**Records**:
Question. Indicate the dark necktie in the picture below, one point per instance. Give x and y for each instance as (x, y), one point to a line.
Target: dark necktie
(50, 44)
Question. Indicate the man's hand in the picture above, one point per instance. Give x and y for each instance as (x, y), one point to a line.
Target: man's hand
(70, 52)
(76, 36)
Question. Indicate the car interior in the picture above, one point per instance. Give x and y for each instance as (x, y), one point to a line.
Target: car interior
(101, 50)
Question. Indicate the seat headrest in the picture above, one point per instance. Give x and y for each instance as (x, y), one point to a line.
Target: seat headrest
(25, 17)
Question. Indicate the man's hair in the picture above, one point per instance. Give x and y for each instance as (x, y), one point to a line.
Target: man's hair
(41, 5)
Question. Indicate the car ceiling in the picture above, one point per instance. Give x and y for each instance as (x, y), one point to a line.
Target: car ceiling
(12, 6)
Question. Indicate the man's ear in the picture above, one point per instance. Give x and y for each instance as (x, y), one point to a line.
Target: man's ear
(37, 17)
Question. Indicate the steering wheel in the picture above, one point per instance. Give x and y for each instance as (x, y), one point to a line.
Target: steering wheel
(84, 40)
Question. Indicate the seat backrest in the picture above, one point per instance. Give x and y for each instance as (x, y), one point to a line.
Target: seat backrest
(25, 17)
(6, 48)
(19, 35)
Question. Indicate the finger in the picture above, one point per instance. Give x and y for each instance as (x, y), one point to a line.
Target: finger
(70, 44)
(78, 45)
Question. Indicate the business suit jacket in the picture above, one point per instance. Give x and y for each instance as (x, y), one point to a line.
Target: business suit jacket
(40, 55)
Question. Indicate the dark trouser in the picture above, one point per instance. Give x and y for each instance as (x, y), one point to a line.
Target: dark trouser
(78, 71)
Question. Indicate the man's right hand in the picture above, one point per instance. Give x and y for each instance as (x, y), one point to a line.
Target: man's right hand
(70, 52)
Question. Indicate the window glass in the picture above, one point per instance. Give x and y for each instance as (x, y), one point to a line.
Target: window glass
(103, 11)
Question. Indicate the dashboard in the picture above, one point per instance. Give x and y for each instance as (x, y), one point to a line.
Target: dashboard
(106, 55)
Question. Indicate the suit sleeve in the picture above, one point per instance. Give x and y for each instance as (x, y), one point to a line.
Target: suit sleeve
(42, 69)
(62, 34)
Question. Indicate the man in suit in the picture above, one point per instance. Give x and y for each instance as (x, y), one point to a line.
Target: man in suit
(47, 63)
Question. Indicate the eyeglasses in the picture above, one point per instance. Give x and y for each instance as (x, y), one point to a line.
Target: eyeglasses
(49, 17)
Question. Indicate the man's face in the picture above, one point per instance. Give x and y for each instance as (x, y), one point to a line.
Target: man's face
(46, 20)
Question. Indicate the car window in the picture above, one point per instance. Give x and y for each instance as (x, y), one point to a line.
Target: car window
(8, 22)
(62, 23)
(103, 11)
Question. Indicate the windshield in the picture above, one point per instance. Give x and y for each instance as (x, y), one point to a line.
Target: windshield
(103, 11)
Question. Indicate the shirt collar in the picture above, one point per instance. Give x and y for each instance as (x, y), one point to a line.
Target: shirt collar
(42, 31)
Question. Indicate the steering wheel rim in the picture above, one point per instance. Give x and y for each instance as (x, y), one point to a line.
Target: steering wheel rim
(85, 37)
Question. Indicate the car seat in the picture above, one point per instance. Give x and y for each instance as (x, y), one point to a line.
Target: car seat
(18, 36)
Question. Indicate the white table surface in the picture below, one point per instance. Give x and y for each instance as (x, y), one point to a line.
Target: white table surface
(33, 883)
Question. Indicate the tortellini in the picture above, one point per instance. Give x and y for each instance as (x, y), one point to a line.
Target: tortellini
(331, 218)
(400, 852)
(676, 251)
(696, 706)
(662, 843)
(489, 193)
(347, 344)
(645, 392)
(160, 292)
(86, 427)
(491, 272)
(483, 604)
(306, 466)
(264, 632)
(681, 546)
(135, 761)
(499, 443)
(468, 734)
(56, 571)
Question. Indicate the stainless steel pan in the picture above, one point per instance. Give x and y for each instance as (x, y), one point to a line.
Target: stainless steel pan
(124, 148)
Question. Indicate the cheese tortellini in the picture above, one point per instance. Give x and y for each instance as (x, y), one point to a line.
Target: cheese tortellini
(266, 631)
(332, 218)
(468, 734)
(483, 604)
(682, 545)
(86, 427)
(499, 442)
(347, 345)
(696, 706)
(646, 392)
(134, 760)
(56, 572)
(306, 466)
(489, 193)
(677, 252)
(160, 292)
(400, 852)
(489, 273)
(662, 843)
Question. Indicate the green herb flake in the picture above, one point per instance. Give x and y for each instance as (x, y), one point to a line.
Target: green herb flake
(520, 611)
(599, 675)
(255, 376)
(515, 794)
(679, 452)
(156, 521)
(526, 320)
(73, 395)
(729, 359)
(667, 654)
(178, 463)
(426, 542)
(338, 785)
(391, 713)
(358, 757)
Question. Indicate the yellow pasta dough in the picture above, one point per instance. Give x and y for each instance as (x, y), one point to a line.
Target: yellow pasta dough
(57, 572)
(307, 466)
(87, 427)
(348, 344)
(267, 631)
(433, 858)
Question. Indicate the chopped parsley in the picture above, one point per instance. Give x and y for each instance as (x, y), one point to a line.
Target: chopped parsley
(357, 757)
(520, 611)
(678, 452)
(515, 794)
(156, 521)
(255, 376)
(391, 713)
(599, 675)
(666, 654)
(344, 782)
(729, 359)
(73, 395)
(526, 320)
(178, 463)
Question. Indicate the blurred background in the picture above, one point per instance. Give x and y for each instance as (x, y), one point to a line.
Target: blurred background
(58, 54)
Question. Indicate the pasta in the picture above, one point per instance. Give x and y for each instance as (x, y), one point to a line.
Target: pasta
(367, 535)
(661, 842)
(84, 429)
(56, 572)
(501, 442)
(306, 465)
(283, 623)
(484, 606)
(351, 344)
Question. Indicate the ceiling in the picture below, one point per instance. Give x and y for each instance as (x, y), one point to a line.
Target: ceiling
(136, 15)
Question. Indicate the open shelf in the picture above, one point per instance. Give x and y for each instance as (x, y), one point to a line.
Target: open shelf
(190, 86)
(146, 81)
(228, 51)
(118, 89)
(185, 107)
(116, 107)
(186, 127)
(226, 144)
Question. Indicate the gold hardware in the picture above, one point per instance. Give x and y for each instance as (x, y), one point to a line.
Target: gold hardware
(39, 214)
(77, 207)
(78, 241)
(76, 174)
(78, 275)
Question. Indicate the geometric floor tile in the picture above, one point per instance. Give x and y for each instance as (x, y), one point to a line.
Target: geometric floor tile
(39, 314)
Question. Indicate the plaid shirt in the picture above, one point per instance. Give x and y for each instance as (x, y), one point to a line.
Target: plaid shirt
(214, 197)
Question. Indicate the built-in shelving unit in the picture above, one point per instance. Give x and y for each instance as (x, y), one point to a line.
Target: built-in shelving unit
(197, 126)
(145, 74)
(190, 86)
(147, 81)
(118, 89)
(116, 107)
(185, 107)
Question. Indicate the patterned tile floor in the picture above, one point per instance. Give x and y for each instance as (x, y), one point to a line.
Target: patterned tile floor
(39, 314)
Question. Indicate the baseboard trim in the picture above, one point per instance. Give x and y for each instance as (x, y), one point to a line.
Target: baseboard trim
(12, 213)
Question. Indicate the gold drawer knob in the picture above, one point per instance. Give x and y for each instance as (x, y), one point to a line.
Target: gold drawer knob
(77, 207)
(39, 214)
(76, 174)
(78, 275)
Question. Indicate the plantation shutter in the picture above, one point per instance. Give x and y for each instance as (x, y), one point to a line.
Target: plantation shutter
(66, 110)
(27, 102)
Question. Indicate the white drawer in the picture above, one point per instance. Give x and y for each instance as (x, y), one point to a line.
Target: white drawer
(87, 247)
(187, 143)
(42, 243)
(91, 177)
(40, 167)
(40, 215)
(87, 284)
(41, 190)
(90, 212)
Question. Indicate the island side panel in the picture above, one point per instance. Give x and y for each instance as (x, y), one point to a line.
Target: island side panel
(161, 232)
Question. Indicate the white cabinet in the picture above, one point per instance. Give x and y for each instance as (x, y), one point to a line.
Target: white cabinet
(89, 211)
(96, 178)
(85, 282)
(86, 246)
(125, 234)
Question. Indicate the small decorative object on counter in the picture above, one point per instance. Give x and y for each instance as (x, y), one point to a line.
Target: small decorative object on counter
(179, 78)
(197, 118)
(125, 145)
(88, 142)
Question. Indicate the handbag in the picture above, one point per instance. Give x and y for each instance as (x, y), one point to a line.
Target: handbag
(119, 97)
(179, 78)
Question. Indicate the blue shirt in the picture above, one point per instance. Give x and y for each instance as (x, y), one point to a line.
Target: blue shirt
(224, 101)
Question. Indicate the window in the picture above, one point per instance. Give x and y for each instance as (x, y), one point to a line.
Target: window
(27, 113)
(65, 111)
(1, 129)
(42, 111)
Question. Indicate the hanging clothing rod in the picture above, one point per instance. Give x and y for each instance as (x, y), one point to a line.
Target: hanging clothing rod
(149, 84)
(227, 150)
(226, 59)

**Task details**:
What is the number of lines in the listing that contain "below"? State it and nothing more.

**Expected output**:
3